[Start of section]
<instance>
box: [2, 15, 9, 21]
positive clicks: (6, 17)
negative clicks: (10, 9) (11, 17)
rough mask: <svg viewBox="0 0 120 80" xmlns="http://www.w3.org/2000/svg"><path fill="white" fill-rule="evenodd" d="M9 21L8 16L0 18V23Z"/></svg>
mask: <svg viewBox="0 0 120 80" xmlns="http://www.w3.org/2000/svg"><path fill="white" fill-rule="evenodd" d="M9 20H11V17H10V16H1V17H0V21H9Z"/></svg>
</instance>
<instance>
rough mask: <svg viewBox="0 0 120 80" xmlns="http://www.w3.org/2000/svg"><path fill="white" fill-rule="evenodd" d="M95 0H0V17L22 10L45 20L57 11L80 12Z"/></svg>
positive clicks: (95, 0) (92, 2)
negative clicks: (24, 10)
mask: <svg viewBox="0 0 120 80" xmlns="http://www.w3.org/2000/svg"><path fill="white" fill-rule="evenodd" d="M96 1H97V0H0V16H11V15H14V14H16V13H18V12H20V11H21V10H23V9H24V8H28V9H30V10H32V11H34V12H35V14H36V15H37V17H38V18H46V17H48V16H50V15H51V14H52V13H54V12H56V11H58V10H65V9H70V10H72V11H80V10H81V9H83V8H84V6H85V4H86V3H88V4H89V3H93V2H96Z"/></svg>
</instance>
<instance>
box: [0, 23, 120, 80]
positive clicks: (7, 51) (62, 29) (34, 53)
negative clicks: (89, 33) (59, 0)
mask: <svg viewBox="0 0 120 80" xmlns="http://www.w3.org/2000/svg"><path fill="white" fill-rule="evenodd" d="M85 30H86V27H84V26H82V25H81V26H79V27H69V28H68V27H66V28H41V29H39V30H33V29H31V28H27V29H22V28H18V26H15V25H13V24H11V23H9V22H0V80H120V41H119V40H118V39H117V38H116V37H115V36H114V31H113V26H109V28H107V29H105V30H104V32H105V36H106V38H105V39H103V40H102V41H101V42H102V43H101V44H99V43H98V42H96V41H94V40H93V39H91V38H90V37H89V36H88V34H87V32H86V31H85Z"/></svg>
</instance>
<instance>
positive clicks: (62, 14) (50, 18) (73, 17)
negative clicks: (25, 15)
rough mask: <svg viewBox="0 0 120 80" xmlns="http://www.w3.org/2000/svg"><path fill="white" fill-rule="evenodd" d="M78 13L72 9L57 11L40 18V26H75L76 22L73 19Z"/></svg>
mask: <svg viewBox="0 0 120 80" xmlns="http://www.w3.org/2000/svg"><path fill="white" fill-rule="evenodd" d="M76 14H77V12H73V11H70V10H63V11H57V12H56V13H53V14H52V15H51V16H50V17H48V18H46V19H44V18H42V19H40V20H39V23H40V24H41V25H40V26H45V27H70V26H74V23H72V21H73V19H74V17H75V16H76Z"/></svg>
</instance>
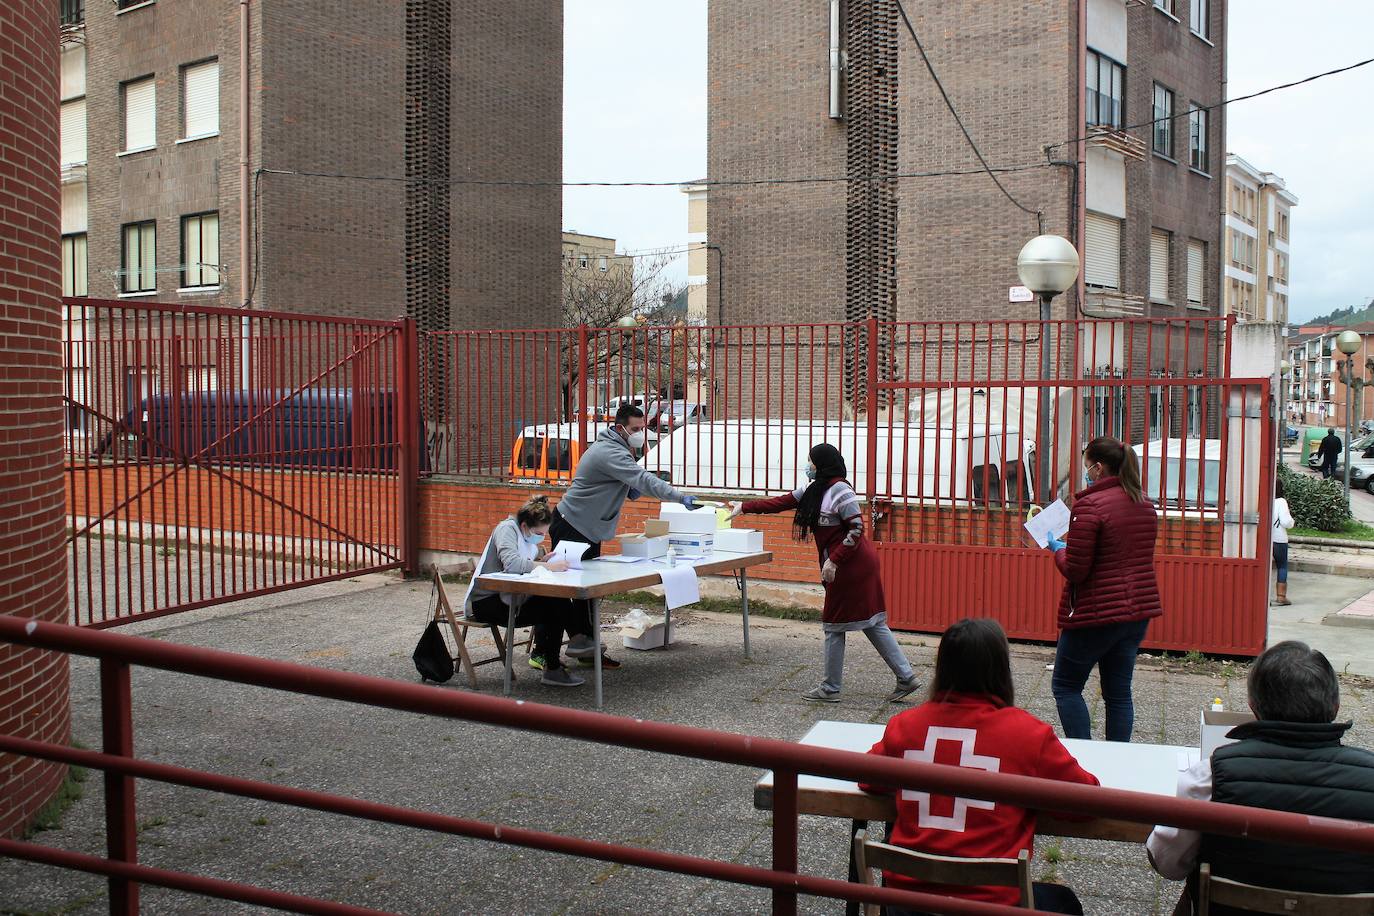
[End of section]
**The task:**
In this exercise, set down all of the data exactly, without the pictures.

**Task result:**
<instance>
box: [2, 15, 9, 21]
positive clicks: (6, 17)
negative clicks: (10, 9) (11, 17)
rough mask: <svg viewBox="0 0 120 80" xmlns="http://www.w3.org/2000/svg"><path fill="white" fill-rule="evenodd" d="M9 21L8 16L0 18V23Z"/></svg>
mask: <svg viewBox="0 0 120 80" xmlns="http://www.w3.org/2000/svg"><path fill="white" fill-rule="evenodd" d="M9 20H11V17H10V16H1V17H0V21H9Z"/></svg>
</instance>
<instance>
rough mask: <svg viewBox="0 0 120 80" xmlns="http://www.w3.org/2000/svg"><path fill="white" fill-rule="evenodd" d="M95 0H0V17L22 10L45 20L57 11L80 12Z"/></svg>
positive clicks: (95, 0) (92, 2)
negative clicks: (24, 10)
mask: <svg viewBox="0 0 120 80" xmlns="http://www.w3.org/2000/svg"><path fill="white" fill-rule="evenodd" d="M96 1H97V0H0V16H11V15H14V14H16V13H18V12H20V11H21V10H23V9H24V8H28V9H30V10H32V11H34V12H35V14H36V15H37V17H38V18H46V17H48V16H50V15H51V14H52V13H54V12H56V11H58V10H65V9H70V10H72V11H80V10H81V9H83V8H84V6H85V4H86V3H88V4H89V3H93V2H96Z"/></svg>
</instance>
<instance>
box: [0, 23, 120, 80]
positive clicks: (7, 51) (62, 29) (34, 53)
negative clicks: (89, 33) (59, 0)
mask: <svg viewBox="0 0 120 80" xmlns="http://www.w3.org/2000/svg"><path fill="white" fill-rule="evenodd" d="M85 30H86V27H84V26H82V25H81V26H79V27H69V28H68V27H66V28H41V29H39V30H33V29H31V28H27V29H22V28H18V26H15V25H13V24H11V23H9V22H0V80H120V41H119V40H118V39H117V38H116V37H115V36H114V31H113V26H109V28H107V29H105V30H104V32H105V36H106V38H105V39H103V40H102V41H101V42H102V43H101V44H99V43H98V42H96V41H94V40H93V39H91V38H90V37H89V36H88V34H87V32H86V31H85Z"/></svg>
</instance>
<instance>
positive clicks: (62, 14) (50, 18) (73, 17)
negative clicks: (25, 15)
rough mask: <svg viewBox="0 0 120 80" xmlns="http://www.w3.org/2000/svg"><path fill="white" fill-rule="evenodd" d="M78 13L72 9L57 11L40 18V26H75L76 22L73 19Z"/></svg>
mask: <svg viewBox="0 0 120 80" xmlns="http://www.w3.org/2000/svg"><path fill="white" fill-rule="evenodd" d="M76 14H77V12H73V11H70V10H63V11H57V12H56V13H53V14H52V15H51V16H50V17H48V18H46V19H44V18H42V19H40V20H39V23H40V24H41V25H40V26H45V27H70V26H74V23H72V21H73V19H74V17H75V16H76Z"/></svg>
</instance>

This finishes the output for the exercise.